Goal: Duplicate, line for line, the stretch of entries below from the very first line through the line that contains "x=198, y=588", including both.

Dataset records:
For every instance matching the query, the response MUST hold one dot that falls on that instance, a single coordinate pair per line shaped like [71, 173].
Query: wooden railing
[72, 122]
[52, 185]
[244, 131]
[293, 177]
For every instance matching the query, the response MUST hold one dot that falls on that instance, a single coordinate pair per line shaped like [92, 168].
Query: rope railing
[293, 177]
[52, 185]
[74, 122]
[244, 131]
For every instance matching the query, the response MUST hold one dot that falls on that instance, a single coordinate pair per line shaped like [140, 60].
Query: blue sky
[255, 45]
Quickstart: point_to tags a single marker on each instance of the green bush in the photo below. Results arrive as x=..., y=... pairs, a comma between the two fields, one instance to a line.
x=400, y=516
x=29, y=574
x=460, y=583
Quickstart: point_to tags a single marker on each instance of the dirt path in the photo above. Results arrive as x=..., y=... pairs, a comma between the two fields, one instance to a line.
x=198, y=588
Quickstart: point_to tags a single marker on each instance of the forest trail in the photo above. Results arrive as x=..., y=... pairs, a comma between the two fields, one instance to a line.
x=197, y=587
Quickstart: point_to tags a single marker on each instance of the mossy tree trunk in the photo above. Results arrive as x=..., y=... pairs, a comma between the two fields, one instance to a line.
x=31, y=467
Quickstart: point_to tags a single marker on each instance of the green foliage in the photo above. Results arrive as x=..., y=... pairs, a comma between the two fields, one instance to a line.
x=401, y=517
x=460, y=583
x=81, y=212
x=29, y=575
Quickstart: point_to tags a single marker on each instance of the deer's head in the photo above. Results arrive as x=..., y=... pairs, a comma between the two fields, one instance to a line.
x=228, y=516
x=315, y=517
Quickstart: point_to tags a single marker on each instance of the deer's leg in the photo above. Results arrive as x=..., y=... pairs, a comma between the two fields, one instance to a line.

Final result:
For every instance matching the query, the response MUST hold one dot that falls on that instance, a single coordinate pair per line shaped like [71, 173].
Query: wooden railing
[72, 122]
[52, 185]
[244, 131]
[293, 177]
For every instance matching the query, the response MUST hold one dot that falls on that instance, a single coordinate pair per line shaped like [92, 168].
Query: rope railing
[293, 177]
[52, 185]
[74, 122]
[244, 131]
For every instance matching the query, the response MUST hold one dot that falls on that instance, a single coordinate pair per line shaped like [140, 60].
Query: blue sky
[255, 45]
Quickstart: point_to tags a single marker on each instance of the green bush in the photo below. Results arrive as x=..., y=... pairs, a comma between the two fields, one instance to a line.
x=400, y=516
x=29, y=574
x=460, y=583
Quickstart: point_to tags a single marker on each instance of the dirt path in the photo above. Results arrive as x=..., y=... pairs, a comma between the two fields, one instance to a line.
x=198, y=588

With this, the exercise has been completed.